* GIVEN ENTRIES *
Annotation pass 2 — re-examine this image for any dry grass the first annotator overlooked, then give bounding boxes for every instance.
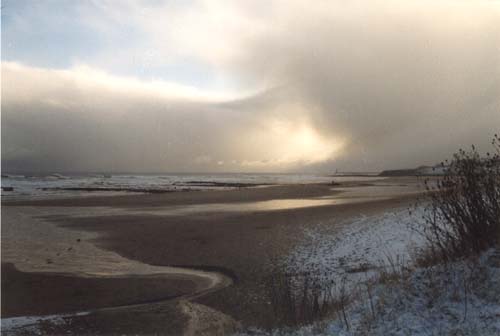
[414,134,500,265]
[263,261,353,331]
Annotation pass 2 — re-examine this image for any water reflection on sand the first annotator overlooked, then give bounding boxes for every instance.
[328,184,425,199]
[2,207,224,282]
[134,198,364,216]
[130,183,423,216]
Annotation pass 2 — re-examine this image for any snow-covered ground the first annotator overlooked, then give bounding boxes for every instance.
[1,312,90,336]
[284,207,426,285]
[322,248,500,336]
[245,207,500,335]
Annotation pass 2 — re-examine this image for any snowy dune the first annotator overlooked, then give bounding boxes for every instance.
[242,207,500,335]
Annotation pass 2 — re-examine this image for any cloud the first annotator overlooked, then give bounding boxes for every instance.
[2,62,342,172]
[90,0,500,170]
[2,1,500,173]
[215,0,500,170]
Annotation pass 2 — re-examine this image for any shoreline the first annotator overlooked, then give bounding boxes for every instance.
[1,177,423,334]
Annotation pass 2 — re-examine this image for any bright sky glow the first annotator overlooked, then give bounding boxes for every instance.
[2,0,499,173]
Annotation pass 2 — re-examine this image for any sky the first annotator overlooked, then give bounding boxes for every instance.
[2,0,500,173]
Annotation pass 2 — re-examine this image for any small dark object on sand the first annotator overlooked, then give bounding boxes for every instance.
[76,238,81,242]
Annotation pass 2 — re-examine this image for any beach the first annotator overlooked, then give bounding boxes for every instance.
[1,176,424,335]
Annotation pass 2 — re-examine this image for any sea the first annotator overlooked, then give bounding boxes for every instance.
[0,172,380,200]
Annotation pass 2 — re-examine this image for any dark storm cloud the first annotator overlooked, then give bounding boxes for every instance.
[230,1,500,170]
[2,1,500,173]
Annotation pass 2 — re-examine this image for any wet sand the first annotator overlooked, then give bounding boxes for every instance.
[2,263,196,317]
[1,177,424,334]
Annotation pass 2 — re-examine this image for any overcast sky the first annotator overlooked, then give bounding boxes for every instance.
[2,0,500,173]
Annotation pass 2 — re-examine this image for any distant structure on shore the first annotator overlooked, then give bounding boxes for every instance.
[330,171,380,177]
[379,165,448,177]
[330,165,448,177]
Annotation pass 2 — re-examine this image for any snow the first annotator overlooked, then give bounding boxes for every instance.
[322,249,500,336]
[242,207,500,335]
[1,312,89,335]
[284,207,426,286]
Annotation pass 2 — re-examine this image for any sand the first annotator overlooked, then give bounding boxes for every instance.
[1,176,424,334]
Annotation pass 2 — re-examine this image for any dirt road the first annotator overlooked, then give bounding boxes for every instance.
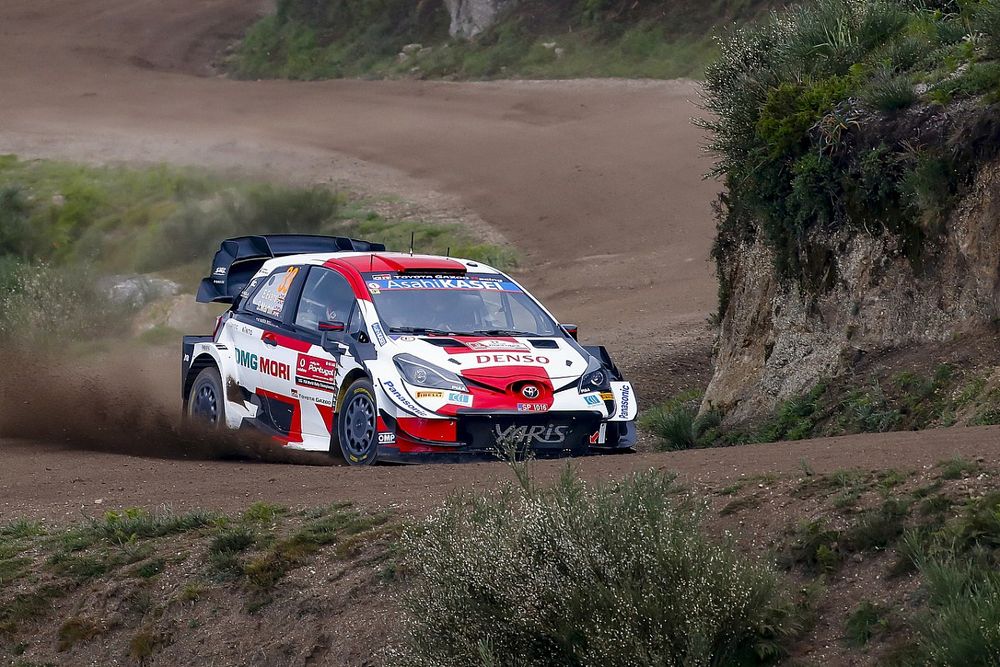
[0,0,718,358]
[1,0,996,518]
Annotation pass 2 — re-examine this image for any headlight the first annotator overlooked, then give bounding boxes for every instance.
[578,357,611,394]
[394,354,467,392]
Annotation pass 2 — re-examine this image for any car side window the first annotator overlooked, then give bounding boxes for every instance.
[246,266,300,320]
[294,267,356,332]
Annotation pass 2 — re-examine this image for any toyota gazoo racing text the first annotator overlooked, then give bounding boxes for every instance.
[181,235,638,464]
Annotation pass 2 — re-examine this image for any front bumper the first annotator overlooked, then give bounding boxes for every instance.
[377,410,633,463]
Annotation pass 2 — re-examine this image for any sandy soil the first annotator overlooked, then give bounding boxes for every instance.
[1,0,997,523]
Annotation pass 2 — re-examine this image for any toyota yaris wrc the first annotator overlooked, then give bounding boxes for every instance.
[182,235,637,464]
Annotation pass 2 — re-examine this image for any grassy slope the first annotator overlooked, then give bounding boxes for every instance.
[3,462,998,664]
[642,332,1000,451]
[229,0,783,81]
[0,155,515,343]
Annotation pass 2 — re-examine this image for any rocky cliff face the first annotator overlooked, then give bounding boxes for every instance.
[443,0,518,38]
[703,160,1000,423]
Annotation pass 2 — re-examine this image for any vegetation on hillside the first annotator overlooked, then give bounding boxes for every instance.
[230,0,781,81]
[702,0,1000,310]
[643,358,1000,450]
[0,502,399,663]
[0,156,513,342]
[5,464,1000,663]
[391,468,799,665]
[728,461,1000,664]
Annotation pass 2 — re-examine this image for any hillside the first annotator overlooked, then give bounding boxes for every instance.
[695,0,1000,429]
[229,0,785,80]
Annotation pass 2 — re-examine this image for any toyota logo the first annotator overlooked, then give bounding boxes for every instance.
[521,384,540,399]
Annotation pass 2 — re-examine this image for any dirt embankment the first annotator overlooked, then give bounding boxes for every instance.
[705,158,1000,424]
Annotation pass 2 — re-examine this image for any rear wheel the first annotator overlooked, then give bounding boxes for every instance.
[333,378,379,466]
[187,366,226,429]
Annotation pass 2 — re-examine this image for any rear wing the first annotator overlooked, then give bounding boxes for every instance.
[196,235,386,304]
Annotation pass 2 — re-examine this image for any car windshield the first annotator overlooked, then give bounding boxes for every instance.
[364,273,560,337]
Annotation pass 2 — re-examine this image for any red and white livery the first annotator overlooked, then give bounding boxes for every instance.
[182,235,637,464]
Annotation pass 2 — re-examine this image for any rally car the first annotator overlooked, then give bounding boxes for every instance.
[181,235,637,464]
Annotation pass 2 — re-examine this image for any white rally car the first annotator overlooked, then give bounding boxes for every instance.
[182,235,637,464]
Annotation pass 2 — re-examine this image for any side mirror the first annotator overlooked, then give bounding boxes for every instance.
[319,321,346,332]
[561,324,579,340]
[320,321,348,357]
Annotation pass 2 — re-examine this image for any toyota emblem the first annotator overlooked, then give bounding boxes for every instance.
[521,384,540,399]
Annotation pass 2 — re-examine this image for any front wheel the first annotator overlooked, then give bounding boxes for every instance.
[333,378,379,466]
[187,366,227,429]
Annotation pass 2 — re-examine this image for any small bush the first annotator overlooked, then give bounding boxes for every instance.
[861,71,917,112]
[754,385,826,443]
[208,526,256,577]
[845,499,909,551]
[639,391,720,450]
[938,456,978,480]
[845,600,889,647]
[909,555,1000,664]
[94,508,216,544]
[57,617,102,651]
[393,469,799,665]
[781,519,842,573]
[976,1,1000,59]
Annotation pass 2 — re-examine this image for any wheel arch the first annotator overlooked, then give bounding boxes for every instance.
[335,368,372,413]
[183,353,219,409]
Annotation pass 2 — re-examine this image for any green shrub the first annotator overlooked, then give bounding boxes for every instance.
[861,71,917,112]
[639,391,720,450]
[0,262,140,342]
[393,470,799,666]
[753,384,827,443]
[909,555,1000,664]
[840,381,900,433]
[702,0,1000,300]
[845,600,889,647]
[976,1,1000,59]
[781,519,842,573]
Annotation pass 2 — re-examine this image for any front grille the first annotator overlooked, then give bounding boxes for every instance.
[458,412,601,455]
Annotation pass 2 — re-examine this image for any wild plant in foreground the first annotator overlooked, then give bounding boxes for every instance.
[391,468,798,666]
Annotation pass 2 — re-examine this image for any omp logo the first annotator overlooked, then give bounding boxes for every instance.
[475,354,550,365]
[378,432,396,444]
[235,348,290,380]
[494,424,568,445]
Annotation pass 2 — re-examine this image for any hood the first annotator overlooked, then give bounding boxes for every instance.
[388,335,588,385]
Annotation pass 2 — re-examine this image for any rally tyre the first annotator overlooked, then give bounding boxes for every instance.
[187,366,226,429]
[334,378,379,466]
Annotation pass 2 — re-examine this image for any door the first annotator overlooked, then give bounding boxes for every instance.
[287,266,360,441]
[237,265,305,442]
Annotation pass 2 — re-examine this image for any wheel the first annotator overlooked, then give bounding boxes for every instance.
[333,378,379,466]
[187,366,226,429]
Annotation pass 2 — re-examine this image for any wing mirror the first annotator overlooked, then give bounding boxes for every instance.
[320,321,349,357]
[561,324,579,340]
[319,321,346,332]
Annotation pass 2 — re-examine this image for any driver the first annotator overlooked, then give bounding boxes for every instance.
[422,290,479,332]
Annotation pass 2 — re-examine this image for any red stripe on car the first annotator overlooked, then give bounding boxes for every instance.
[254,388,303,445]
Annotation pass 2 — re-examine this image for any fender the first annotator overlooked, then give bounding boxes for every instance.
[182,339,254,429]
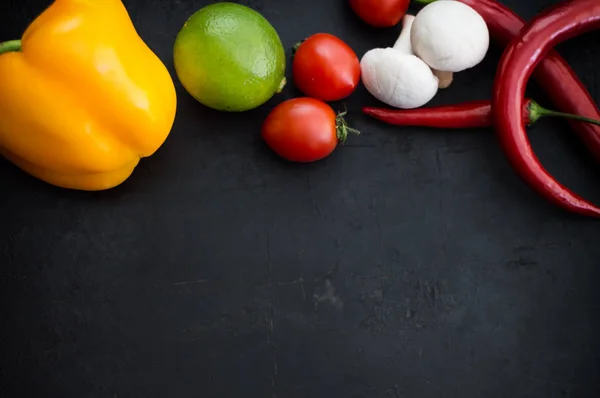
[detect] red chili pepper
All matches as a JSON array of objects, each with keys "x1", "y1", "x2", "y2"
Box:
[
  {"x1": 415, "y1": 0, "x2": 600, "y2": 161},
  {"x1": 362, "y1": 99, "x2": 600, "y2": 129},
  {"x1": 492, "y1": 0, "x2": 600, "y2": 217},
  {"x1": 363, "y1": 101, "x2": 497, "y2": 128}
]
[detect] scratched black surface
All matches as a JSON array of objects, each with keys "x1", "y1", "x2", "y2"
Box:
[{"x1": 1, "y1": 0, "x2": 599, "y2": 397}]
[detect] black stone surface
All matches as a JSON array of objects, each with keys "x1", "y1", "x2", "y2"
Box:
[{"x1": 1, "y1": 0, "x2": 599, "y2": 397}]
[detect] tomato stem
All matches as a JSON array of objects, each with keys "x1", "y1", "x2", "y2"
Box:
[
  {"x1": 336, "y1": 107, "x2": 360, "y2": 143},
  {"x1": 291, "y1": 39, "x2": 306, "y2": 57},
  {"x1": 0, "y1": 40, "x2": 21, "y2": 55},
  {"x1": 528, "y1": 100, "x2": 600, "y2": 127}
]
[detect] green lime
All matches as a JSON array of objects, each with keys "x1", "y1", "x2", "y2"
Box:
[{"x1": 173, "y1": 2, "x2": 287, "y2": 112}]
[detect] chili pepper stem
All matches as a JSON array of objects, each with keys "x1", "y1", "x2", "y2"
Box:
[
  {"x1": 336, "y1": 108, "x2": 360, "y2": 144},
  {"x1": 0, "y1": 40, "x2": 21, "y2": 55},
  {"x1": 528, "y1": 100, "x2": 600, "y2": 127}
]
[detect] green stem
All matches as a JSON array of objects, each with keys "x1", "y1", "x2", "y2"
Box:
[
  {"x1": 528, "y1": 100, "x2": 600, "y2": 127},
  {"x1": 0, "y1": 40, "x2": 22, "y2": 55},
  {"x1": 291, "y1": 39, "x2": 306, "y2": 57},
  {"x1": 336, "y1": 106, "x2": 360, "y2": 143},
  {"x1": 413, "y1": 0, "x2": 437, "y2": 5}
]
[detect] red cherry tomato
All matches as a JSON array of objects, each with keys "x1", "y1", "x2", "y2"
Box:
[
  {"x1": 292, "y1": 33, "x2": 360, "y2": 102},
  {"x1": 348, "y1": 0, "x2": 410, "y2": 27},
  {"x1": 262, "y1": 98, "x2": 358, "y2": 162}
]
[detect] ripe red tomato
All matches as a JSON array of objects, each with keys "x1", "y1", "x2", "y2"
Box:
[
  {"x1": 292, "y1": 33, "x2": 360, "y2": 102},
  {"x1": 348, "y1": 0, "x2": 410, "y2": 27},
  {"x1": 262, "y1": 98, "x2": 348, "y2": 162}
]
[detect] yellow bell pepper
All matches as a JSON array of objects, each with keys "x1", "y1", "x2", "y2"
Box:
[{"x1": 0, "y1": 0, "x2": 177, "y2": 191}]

* PROBLEM DESCRIPTION *
Return each line of the material above in which the string "stem" appears.

* SOLUTION TO THIS EXERCISE *
[detect] tomato stem
[detect] chili pepper stem
[detect] green stem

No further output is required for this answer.